**** DATA PROVIDED

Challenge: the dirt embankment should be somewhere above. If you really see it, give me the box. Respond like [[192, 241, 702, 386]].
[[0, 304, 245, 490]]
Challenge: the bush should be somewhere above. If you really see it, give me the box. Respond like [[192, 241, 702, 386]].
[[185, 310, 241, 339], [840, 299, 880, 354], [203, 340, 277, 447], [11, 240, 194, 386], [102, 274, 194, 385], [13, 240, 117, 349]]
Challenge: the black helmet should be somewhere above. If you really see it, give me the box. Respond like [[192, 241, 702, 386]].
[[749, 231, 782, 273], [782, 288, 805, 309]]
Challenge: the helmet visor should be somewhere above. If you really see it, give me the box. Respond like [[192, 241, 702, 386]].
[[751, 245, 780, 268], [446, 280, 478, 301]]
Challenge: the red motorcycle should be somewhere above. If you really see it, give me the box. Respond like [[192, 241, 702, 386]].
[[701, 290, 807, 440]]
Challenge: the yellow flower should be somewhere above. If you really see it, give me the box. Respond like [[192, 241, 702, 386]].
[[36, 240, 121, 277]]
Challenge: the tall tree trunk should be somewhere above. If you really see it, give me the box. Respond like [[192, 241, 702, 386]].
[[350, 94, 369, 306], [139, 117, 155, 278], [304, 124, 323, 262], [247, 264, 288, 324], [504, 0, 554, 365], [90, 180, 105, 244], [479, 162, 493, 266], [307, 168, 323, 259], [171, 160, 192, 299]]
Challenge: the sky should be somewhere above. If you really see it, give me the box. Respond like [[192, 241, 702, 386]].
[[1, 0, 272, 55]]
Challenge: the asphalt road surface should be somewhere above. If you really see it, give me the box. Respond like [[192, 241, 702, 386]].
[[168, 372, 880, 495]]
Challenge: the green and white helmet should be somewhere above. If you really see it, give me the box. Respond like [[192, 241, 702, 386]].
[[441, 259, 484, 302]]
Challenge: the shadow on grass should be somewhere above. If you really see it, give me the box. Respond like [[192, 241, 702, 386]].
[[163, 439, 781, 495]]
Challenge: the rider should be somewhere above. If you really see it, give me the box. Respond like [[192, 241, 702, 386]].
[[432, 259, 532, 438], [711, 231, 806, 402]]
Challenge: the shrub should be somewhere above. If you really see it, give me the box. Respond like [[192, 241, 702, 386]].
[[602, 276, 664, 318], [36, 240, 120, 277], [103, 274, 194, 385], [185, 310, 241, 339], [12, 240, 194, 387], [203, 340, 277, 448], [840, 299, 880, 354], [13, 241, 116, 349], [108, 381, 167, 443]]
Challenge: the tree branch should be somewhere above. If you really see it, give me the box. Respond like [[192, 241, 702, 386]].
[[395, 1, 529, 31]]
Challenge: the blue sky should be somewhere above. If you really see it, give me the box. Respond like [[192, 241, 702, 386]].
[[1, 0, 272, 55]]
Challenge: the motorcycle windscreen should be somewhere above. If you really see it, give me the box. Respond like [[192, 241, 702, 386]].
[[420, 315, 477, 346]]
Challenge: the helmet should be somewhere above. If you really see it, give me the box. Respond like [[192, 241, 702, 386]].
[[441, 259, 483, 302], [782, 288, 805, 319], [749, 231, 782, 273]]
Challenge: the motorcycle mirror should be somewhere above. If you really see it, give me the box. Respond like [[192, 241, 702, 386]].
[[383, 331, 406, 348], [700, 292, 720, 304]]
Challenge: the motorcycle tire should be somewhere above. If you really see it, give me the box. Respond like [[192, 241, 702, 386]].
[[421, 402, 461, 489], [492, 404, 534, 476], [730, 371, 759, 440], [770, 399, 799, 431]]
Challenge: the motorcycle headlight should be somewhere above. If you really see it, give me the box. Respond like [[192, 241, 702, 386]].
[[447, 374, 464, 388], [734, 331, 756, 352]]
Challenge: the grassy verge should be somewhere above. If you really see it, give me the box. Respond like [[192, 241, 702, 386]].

********

Each line of the data should be given back exactly.

Challenge: the dirt embankment should be somewhere above. If you really see it, give me the box. Respond like [[192, 241, 702, 386]].
[[0, 304, 245, 490]]
Challenge: the bush should be somewhere above. If you really see it, give me the box. Respond like [[192, 241, 702, 386]].
[[185, 310, 241, 339], [840, 299, 880, 354], [203, 340, 277, 447], [11, 240, 194, 386], [102, 274, 194, 385], [13, 240, 117, 349]]
Challenge: the black helmet should be somewhere above. If you really see it, give me the box. Respond like [[192, 241, 702, 386]].
[[749, 231, 782, 273], [782, 288, 805, 309]]
Challenge: the helmet visor should be somewhere above. If you really see it, give me the box. Respond like [[192, 241, 702, 386]].
[[751, 245, 780, 268], [446, 280, 478, 301]]
Challenge: the red motorcycle should be somewhere above. If you really see it, give me the box. Respond like [[192, 241, 702, 386]].
[[701, 290, 807, 440]]
Challenge: the yellow flower should be somewhere above. If you really see it, give me the box. Respond like [[192, 241, 702, 386]].
[[36, 240, 121, 277]]
Challenge: the tall tree trunk should be somewhere above. If you really see it, give me the box. Respond like [[192, 241, 702, 386]].
[[350, 94, 369, 306], [139, 117, 155, 278], [304, 124, 323, 262], [247, 264, 288, 324], [504, 0, 554, 365], [90, 180, 105, 244], [479, 162, 493, 266], [307, 168, 323, 259], [171, 160, 192, 299]]
Challenge: the sky should be somewhere above. If you really see it, give me the box. Respond like [[192, 241, 702, 386]].
[[1, 0, 272, 55]]
Challenge: the asphalt road surface should be somewhere above. If you really see it, give me the box. Respond like [[192, 241, 702, 386]].
[[168, 372, 880, 495]]
Challenge: the green and white helmet should be somewhere above. If you really see it, give me the box. Respond like [[192, 241, 702, 386]].
[[441, 259, 484, 302]]
Challenge: the shadow on grass should be somewhere above. If you really see it, give me the box. Respond like [[192, 241, 702, 386]].
[[163, 439, 781, 495]]
Challenge: the rider should be somewhere above. If you really see it, give me the box. Respond like [[192, 241, 702, 386]].
[[432, 259, 532, 438], [711, 231, 806, 402]]
Challenge: the shrub should be somewhere above. If you really see it, give me the box. Respond like [[192, 241, 702, 386]].
[[602, 276, 664, 318], [36, 240, 120, 277], [103, 274, 194, 385], [185, 310, 241, 339], [12, 240, 194, 387], [203, 340, 277, 448], [840, 299, 880, 354], [13, 241, 116, 349], [108, 381, 167, 443]]
Challenge: the tree branch should be somewhere above. If you really see it, give me the box. Respond like [[192, 241, 702, 386]].
[[395, 1, 529, 31]]
Challenge: the blue sky should be somewhere above. If you really see it, give me the box. Respond like [[192, 241, 702, 386]].
[[1, 0, 272, 55]]
Challenge: the motorcycle windscreen should be somewhere above. If you really see it, give me the box. Respond like [[192, 241, 702, 386]].
[[420, 315, 477, 346]]
Challenge: the helmet should be somewhere above. If you really see it, give me the box. Respond like [[192, 241, 702, 386]].
[[441, 259, 483, 302], [782, 288, 805, 319], [749, 231, 782, 273]]
Challenge: the motorcycle mirror should be somewhere above. If you really see it, give me the box. Respond like [[192, 241, 702, 386]].
[[383, 331, 406, 348], [700, 292, 720, 304]]
Challenge: the motorcycle tire should be somewhere above. If you really see it, give me the box. Respond like [[192, 241, 702, 386]].
[[421, 402, 461, 489], [492, 404, 534, 476], [730, 371, 759, 440], [770, 399, 799, 431]]
Challenge: the motorcycle headlight should be somewhere above. If you really see it, give me the box. Respond like [[192, 241, 702, 386]].
[[447, 374, 464, 388], [734, 331, 756, 352]]
Challenge: the grassy verge should be somewhere above. If you really see it, give me the box. Respond like [[192, 241, 702, 386]].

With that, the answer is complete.